• **What the task requires**
Could you please write out the data shown below, exactly and in full?

• **Provided records**
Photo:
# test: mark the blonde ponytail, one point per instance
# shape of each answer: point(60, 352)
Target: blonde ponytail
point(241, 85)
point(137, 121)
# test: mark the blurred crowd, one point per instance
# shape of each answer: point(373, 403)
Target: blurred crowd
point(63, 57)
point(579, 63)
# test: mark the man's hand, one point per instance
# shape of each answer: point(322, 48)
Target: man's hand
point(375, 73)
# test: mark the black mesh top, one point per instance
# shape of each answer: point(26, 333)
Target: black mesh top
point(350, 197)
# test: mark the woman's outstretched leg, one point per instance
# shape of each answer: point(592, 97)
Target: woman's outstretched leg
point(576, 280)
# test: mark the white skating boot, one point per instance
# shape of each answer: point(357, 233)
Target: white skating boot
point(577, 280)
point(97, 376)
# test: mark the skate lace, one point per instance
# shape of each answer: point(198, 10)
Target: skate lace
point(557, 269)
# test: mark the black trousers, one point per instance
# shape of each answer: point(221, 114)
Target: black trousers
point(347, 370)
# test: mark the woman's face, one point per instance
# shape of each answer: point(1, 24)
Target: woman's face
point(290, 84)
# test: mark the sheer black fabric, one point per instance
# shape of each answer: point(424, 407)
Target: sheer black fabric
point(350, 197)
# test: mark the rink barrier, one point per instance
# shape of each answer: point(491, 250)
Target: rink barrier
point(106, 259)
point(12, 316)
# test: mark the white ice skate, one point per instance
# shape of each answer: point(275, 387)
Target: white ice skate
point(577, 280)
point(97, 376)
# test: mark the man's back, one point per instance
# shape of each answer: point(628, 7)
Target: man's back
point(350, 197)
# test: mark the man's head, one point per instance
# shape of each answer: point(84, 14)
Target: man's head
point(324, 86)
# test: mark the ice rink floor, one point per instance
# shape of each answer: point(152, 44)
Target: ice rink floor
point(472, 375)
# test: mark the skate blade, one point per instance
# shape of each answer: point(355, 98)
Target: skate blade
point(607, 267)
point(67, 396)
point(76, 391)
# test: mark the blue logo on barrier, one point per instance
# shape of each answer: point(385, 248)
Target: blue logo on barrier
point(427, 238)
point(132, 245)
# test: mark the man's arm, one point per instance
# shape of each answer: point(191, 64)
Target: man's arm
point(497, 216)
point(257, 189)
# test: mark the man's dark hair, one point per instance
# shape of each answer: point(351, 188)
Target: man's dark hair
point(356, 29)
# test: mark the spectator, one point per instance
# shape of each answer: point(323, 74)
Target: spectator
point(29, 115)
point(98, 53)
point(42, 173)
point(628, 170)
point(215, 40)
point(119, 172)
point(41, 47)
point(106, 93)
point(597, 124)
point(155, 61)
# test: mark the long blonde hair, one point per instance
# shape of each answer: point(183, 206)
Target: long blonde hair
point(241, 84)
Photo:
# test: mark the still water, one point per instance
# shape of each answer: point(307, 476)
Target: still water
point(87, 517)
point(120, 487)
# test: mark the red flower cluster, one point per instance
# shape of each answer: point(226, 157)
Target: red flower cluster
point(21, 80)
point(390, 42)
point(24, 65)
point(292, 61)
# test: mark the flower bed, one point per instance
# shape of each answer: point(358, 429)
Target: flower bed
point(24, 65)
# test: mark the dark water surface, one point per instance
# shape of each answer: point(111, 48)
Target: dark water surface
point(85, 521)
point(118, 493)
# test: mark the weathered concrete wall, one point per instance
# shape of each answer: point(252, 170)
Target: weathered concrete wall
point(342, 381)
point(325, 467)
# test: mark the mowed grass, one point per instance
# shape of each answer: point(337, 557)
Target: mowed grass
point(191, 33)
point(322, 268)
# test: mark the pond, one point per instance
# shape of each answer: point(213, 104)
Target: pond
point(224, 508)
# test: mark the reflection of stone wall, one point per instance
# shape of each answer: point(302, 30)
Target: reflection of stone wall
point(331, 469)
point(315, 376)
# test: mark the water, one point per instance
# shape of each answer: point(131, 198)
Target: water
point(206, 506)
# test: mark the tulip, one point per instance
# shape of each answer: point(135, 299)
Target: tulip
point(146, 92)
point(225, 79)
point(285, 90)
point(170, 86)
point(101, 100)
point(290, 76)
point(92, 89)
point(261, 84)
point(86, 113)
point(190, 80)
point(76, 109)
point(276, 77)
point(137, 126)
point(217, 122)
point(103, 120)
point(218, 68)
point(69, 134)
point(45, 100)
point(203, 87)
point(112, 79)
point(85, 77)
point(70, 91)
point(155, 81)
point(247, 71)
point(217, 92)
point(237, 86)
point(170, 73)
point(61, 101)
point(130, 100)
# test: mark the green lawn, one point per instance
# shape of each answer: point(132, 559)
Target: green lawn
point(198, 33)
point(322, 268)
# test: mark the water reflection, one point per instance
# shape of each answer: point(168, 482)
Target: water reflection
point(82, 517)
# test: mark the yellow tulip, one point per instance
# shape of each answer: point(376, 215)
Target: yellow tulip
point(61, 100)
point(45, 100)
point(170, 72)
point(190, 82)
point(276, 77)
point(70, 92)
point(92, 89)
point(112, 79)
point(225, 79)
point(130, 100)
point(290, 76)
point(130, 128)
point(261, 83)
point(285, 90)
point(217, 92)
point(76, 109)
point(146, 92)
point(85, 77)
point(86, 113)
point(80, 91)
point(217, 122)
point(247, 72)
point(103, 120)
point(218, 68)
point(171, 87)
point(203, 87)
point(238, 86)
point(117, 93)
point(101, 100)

• **Task answer**
Photo:
# test: mark the blonde ponytail, one point per instance
# shape of each answer: point(60, 352)
Target: blonde ponytail
point(241, 85)
point(137, 121)
# test: mark the blurred crowd, one point per instance
# shape of each answer: point(373, 403)
Target: blurred crowd
point(63, 57)
point(579, 63)
# test: mark the man's hand, one point per instance
# shape of each answer: point(322, 48)
Target: man's hand
point(375, 73)
# test: mark the black mesh top, one point per instance
# shape of each answer: point(26, 333)
Target: black mesh top
point(350, 197)
# test: mark the woman's outstretched leg, one point per instance
# shape of each answer: point(592, 97)
Target: woman's outstretched leg
point(576, 280)
# test: mark the white skating boot, one point per instance
# shape of each answer: point(357, 233)
Target: white skating boot
point(577, 280)
point(97, 376)
# test: mark the skate lace, one point per instance
# shape of each answer: point(198, 10)
Target: skate lace
point(557, 269)
# test: mark the black trousers, one point per instance
# shape of each answer: point(221, 114)
Target: black trousers
point(347, 370)
# test: mark the woman's face, one point per instance
# shape of each answer: point(1, 24)
Target: woman's face
point(290, 84)
# test: mark the sheer black fabric, one point per instance
# shape of each answer: point(424, 407)
Target: sheer black fabric
point(350, 197)
# test: mark the rink barrier, one point per instance
# shape of each answer: point(491, 250)
Target: rink barrier
point(106, 259)
point(12, 316)
# test: mark the white ice skate, one point per instance
# shape of each answer: point(275, 387)
Target: white ice skate
point(577, 280)
point(97, 376)
# test: mark the man's back, one point per instance
# shape of each answer: point(628, 7)
Target: man's back
point(350, 197)
# test: mark the man's head, one point per instance
# shape of each answer: point(84, 14)
Target: man's head
point(324, 86)
# test: mark the ice rink floor, one point per instance
# shape of each answer: point(152, 44)
Target: ice rink floor
point(472, 375)
# test: mark the skate blade, one point per instance
# shape of each answer: point(355, 98)
Target: skate blade
point(607, 267)
point(67, 396)
point(76, 391)
# test: mark the blue logo on barrier, one point per instance
# shape of each answer: point(385, 248)
Target: blue logo on barrier
point(427, 238)
point(132, 245)
# test: mark the man's arm, one point per instance
# shape of each answer: point(191, 64)
Target: man's arm
point(497, 216)
point(257, 189)
# test: mark the man's dark hair, one point per instance
# shape of each answer: point(351, 188)
Target: man's dark hair
point(356, 29)
# test: mark the spectator, one point per instance
# shape of each answer: point(323, 74)
Target: spectator
point(29, 115)
point(98, 53)
point(42, 173)
point(628, 170)
point(215, 40)
point(119, 172)
point(41, 47)
point(106, 93)
point(597, 124)
point(155, 61)
# test: mark the long blonde hair, one point per instance
# shape of each answer: point(183, 206)
Target: long blonde hair
point(241, 84)
Photo:
# test: mark the still water, one point per instance
# shape of each answer: point(307, 476)
Target: still water
point(87, 517)
point(120, 487)
# test: mark the red flower cluster, one point per instance
# shape of each answer: point(226, 157)
Target: red flower cluster
point(21, 80)
point(390, 42)
point(24, 65)
point(292, 61)
# test: mark the flower bed, one point per instance
# shape of each answer: point(358, 429)
Target: flower bed
point(24, 65)
# test: mark the dark water surface, one point per instance
# shape of each answer: point(111, 48)
Target: dark water surface
point(85, 521)
point(118, 493)
# test: mark the weathered concrete wall, one point per instance
# shape of each answer: point(252, 170)
Target: weathered concrete wall
point(342, 381)
point(325, 467)
# test: mark the mowed grass, one point per instance
# shape of each answer: point(337, 557)
Target: mowed grass
point(191, 33)
point(322, 268)
# test: mark the pond, one point per instance
# shape of each answer: point(213, 104)
Target: pond
point(224, 508)
# test: mark the reflection of stone wall, one point per instance
# shape of each answer: point(302, 30)
Target: reflection of stone wall
point(331, 469)
point(315, 376)
# test: mark the water, one point per instance
# shape of each answer: point(131, 198)
Target: water
point(206, 506)
# test: mark the tulip, one point per instance
# shape of each answer: point(135, 299)
Target: tulip
point(146, 92)
point(225, 79)
point(285, 90)
point(170, 86)
point(101, 100)
point(290, 76)
point(92, 89)
point(261, 84)
point(86, 113)
point(190, 80)
point(76, 109)
point(276, 77)
point(137, 126)
point(217, 122)
point(103, 120)
point(218, 68)
point(69, 134)
point(45, 100)
point(203, 87)
point(112, 79)
point(85, 77)
point(70, 91)
point(155, 81)
point(247, 71)
point(217, 92)
point(237, 86)
point(170, 73)
point(61, 101)
point(130, 100)
# test: mark the green lawn, one point per instance
# shape of each answer: point(132, 559)
Target: green lawn
point(198, 33)
point(322, 268)
# test: mark the water reflection, one point per instance
# shape of each answer: point(168, 482)
Target: water reflection
point(82, 517)
# test: mark the yellow tulip, one point per instance
# shape of each answer: point(376, 215)
Target: yellow tulip
point(61, 100)
point(45, 100)
point(170, 72)
point(190, 82)
point(276, 77)
point(70, 92)
point(92, 89)
point(112, 79)
point(225, 79)
point(130, 100)
point(290, 76)
point(130, 128)
point(261, 83)
point(285, 90)
point(217, 92)
point(76, 109)
point(146, 92)
point(85, 77)
point(86, 113)
point(80, 91)
point(217, 122)
point(247, 72)
point(103, 120)
point(218, 68)
point(171, 87)
point(203, 87)
point(238, 86)
point(117, 93)
point(101, 100)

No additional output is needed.